__Work item__. Exact copies of all the lines below are needed, without the pictures.

__Material provided__.
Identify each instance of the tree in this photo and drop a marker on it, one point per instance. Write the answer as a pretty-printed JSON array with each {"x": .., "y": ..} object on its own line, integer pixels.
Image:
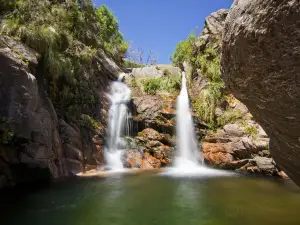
[
  {"x": 137, "y": 55},
  {"x": 111, "y": 39}
]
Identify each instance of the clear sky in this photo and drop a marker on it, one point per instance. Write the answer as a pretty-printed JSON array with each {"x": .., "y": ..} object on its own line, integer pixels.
[{"x": 158, "y": 25}]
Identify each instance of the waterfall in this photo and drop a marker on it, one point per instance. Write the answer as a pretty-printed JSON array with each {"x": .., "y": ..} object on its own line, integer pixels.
[
  {"x": 187, "y": 148},
  {"x": 188, "y": 162},
  {"x": 118, "y": 124}
]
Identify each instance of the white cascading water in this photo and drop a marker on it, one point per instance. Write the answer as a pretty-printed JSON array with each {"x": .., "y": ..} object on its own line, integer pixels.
[
  {"x": 118, "y": 118},
  {"x": 188, "y": 161},
  {"x": 188, "y": 154}
]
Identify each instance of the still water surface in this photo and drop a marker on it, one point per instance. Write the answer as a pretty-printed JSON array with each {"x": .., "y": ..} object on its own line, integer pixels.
[{"x": 142, "y": 199}]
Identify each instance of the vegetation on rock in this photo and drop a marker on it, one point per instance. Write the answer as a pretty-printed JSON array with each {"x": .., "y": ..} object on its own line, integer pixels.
[
  {"x": 69, "y": 36},
  {"x": 204, "y": 60},
  {"x": 170, "y": 83}
]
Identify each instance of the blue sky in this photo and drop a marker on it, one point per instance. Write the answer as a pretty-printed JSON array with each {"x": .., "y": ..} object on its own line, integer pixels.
[{"x": 158, "y": 25}]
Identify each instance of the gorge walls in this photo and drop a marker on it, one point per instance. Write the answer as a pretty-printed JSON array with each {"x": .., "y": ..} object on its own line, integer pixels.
[{"x": 260, "y": 65}]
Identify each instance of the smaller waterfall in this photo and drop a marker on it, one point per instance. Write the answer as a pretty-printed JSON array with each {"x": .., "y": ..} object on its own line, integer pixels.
[
  {"x": 188, "y": 154},
  {"x": 118, "y": 124}
]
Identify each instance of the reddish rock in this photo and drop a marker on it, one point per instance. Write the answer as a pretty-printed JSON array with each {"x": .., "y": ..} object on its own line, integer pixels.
[
  {"x": 150, "y": 162},
  {"x": 133, "y": 159}
]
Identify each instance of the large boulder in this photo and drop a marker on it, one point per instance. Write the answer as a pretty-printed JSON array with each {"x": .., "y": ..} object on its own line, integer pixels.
[
  {"x": 260, "y": 65},
  {"x": 34, "y": 151}
]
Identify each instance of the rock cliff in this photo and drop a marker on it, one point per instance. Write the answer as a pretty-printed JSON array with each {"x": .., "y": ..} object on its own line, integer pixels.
[
  {"x": 36, "y": 144},
  {"x": 260, "y": 51}
]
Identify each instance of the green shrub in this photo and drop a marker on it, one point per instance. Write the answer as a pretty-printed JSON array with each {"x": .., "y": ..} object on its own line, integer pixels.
[
  {"x": 169, "y": 83},
  {"x": 67, "y": 35},
  {"x": 151, "y": 85},
  {"x": 229, "y": 116},
  {"x": 184, "y": 51},
  {"x": 129, "y": 64},
  {"x": 208, "y": 100},
  {"x": 133, "y": 82}
]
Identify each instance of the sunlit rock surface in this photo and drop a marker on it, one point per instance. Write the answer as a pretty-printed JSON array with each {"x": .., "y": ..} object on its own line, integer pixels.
[{"x": 260, "y": 65}]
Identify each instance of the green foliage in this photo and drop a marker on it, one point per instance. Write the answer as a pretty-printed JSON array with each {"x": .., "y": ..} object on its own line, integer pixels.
[
  {"x": 169, "y": 83},
  {"x": 89, "y": 122},
  {"x": 133, "y": 83},
  {"x": 208, "y": 100},
  {"x": 151, "y": 85},
  {"x": 67, "y": 35},
  {"x": 229, "y": 116},
  {"x": 207, "y": 61},
  {"x": 251, "y": 131},
  {"x": 184, "y": 51},
  {"x": 111, "y": 38},
  {"x": 129, "y": 64}
]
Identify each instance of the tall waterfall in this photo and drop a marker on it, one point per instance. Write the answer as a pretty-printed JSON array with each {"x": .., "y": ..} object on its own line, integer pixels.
[
  {"x": 188, "y": 162},
  {"x": 118, "y": 124},
  {"x": 187, "y": 148}
]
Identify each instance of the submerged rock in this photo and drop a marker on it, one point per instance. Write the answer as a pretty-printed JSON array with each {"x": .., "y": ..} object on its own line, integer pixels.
[{"x": 260, "y": 65}]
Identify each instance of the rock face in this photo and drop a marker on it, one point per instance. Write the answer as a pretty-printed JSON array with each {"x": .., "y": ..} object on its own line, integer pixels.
[
  {"x": 36, "y": 144},
  {"x": 260, "y": 65},
  {"x": 30, "y": 115},
  {"x": 153, "y": 150}
]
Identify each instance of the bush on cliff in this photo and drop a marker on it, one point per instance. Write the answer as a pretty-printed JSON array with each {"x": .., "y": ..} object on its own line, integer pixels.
[
  {"x": 205, "y": 60},
  {"x": 68, "y": 35},
  {"x": 170, "y": 83}
]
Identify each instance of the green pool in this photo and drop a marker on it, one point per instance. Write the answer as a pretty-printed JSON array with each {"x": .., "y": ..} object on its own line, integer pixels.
[{"x": 147, "y": 198}]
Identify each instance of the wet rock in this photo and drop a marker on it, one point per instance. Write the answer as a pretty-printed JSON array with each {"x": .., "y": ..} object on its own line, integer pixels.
[
  {"x": 214, "y": 23},
  {"x": 259, "y": 66},
  {"x": 233, "y": 130},
  {"x": 74, "y": 166},
  {"x": 148, "y": 106}
]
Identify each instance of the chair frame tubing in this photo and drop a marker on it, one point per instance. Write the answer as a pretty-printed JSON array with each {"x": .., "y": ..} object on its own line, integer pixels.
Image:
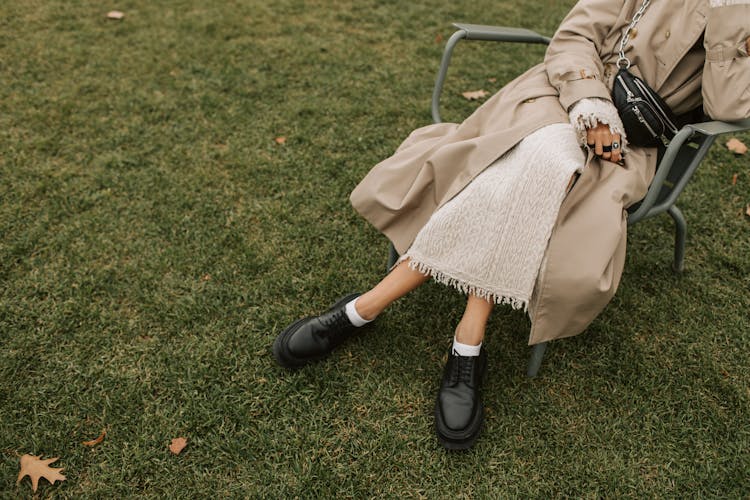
[{"x": 681, "y": 158}]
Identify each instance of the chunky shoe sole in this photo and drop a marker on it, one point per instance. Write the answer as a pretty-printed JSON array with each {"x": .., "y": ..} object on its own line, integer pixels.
[
  {"x": 461, "y": 439},
  {"x": 458, "y": 440},
  {"x": 280, "y": 349}
]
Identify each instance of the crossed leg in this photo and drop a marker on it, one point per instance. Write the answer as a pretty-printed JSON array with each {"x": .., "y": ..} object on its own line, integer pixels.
[{"x": 403, "y": 279}]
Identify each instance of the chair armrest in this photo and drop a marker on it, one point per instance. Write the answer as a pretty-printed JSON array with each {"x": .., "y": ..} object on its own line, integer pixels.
[
  {"x": 717, "y": 127},
  {"x": 500, "y": 33},
  {"x": 702, "y": 134},
  {"x": 482, "y": 33}
]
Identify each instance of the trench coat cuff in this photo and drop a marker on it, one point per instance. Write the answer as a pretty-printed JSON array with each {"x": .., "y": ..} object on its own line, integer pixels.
[{"x": 573, "y": 91}]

__Answer box__.
Identify each instance of the tree in this photo and drop a marker on it, one point per instance. Write the answer as a pretty-printed JSON array with each {"x": .., "y": ..} object on its own line, integer pixels.
Image:
[
  {"x": 137, "y": 55},
  {"x": 111, "y": 39}
]
Identify each instance of the clear sky in this photo and drop a marker on it, one point per instance. Write the answer as a pretty-printed JSON array with each {"x": .., "y": ..} object on its own line, integer pixels.
[{"x": 158, "y": 25}]
Identify each instance of the waterfall in this photo and drop a marker on it, one point per instance. Write the answer as a pretty-printed JSON array with each {"x": .., "y": ..} object on its own line, integer pixels.
[
  {"x": 187, "y": 148},
  {"x": 188, "y": 162},
  {"x": 118, "y": 124}
]
Identify each instance of the white cascading water in this photo and drop a marker on it, one point per instance. Write the answer as a pretty-printed JSON array with each {"x": .., "y": ..} object on its own line, integer pixels.
[
  {"x": 118, "y": 118},
  {"x": 188, "y": 161},
  {"x": 188, "y": 154}
]
Identify each instance of the still water surface in this photo and drop a marker on it, one point per instance. Write the answer as a pretty-printed JSON array with each {"x": .., "y": ..} object on its own line, integer pixels.
[{"x": 142, "y": 199}]
Identify each instance of the vegetation on rock in this photo and drop a marker on it, one point per instance. Write the answer as a pretty-printed JSON array with each {"x": .., "y": ..} object on its own line, integer pixels.
[
  {"x": 69, "y": 36},
  {"x": 204, "y": 60},
  {"x": 170, "y": 83}
]
Identify each instance of the blue sky in this photo and drop a marker on it, one point per instance. Write the answer as a pretty-printed JSON array with each {"x": .., "y": ..} object on its own line, integer pixels.
[{"x": 158, "y": 25}]
Identify each instance of the gorge walls in this photo and drop a marker on it, one point per instance. Write the answer as a pretty-printed JSON array with each {"x": .., "y": ..} object on its own line, integer pixels.
[{"x": 260, "y": 65}]
Identify each instance of the smaller waterfall in this photo and drop a marker on it, one point per instance. Write the answer as a pretty-printed JSON array with each {"x": .., "y": ..} object on its own line, integer pixels.
[
  {"x": 188, "y": 154},
  {"x": 118, "y": 124}
]
Identify each instance of the reddish rock in this photo and drop a marker on it, one point per instance. Write the answer as a pretty-printed JSON array with each {"x": .., "y": ..} object on its own line, integer pixels.
[
  {"x": 150, "y": 162},
  {"x": 133, "y": 159}
]
Identify each instance of the large boulder in this photo and drop a marker on it, one point per instance. Write the answer as a pretty-printed JSON array with each {"x": .., "y": ..} object on its own line, integer pixels.
[
  {"x": 260, "y": 65},
  {"x": 34, "y": 151}
]
Identify each instance of the rock cliff in this photo and drop a marker on it, one point per instance. Write the answer as a pretty-printed JSON array with each {"x": .., "y": ..} object on its own line, integer pixels.
[
  {"x": 36, "y": 144},
  {"x": 260, "y": 51}
]
Identify each instance of the green shrub in this photo and drop a marker on it, one point per instance. Write the answer as a pretty-printed JSON array with each {"x": .., "y": ..} object on its own line, integer pixels.
[
  {"x": 169, "y": 83},
  {"x": 67, "y": 35},
  {"x": 151, "y": 85},
  {"x": 229, "y": 116},
  {"x": 184, "y": 51},
  {"x": 129, "y": 64},
  {"x": 208, "y": 100},
  {"x": 133, "y": 82}
]
Identify each instance of the sunlit rock surface in this photo and drop a marker on it, one point per instance. Write the answer as a pretty-printed JSON array with each {"x": .., "y": ..} object on its own line, integer pixels.
[{"x": 260, "y": 65}]
Identify each instance of the green foliage in this photo and drop a marker on it, one point per instance. Write the answer as a pretty-printed JSON array with each {"x": .., "y": ..} object on its own line, integer pixels.
[
  {"x": 169, "y": 83},
  {"x": 89, "y": 122},
  {"x": 133, "y": 83},
  {"x": 208, "y": 100},
  {"x": 151, "y": 85},
  {"x": 67, "y": 35},
  {"x": 229, "y": 116},
  {"x": 207, "y": 61},
  {"x": 251, "y": 131},
  {"x": 184, "y": 51},
  {"x": 111, "y": 38},
  {"x": 129, "y": 64}
]
Identify each instance of the tall waterfall in this photo and drop a marker on it, one point per instance. Write the answer as a pretty-printed JSON array with each {"x": .., "y": ..} object on its own line, integer pixels.
[
  {"x": 188, "y": 162},
  {"x": 118, "y": 124},
  {"x": 187, "y": 148}
]
Identify each instance of the submerged rock in this photo and drop a marker on it, one point per instance. Write the answer as a pretty-printed JSON array with each {"x": .., "y": ..} object on its own line, integer pixels.
[{"x": 260, "y": 65}]
Identify each instance of the rock face in this photo and drop a marker on it, one point per instance. Write the answer as a pretty-printed JSON array with each {"x": .., "y": ..} object on its own line, integer pixels.
[
  {"x": 36, "y": 144},
  {"x": 260, "y": 65},
  {"x": 30, "y": 115},
  {"x": 153, "y": 150}
]
Identify each instance of the bush on cliff in this photo and drop a marker on it, one point per instance. Write the answer as a pretty-printed JSON array with each {"x": .., "y": ..} object on its own line, integer pixels.
[
  {"x": 205, "y": 60},
  {"x": 68, "y": 35},
  {"x": 170, "y": 83}
]
Identify each instance of the green pool in this photo and drop a marker on it, one point per instance. Write the answer as a pretty-printed JSON array with each {"x": .., "y": ..} object on its own line, integer pixels.
[{"x": 147, "y": 198}]
Identify each instance of the wet rock in this photo and drop a marker on it, one point per instance. Write the answer as a pretty-printed JSON array with each {"x": .., "y": ..} object on its own line, integer pixels.
[
  {"x": 214, "y": 23},
  {"x": 259, "y": 66},
  {"x": 233, "y": 130},
  {"x": 74, "y": 166},
  {"x": 148, "y": 106}
]
Identify each instance of the chair frame tubing in this photo and drop a marker on it, one point per instance. Write the answer as a pretty-printed JSON array with each {"x": .., "y": ..} object on its own line, integer pixels.
Image:
[{"x": 681, "y": 158}]
Identify each instance of the chunky shoe sole in this photo and drop a marker on it, one point per instance. Write the answer as a pretty-printed JSON array with each {"x": .., "y": ..} object on its own line, integer pixels.
[
  {"x": 461, "y": 439},
  {"x": 458, "y": 440},
  {"x": 280, "y": 349}
]
Identify each instance of the crossed leg in this photo and drop a marker on it, one point per instance. Write the answer as a pretty-printed JSON array with each {"x": .., "y": ..} object on its own line, integer pixels.
[{"x": 403, "y": 279}]
Identify each instance of the chair armrest in this photo and drop a marker on it, one point per instance. Write the answer as a pretty-printed JSON array with each {"x": .., "y": ..} object on its own line, integer pixels.
[
  {"x": 717, "y": 127},
  {"x": 500, "y": 33},
  {"x": 702, "y": 134},
  {"x": 482, "y": 33}
]
Identify each instance of the trench coat cuff in this photo and drop a marker on it, one point per instance. Write the answer as a pretty-printed JSON array with each {"x": .., "y": ..} object on its own line, integer pixels.
[{"x": 573, "y": 91}]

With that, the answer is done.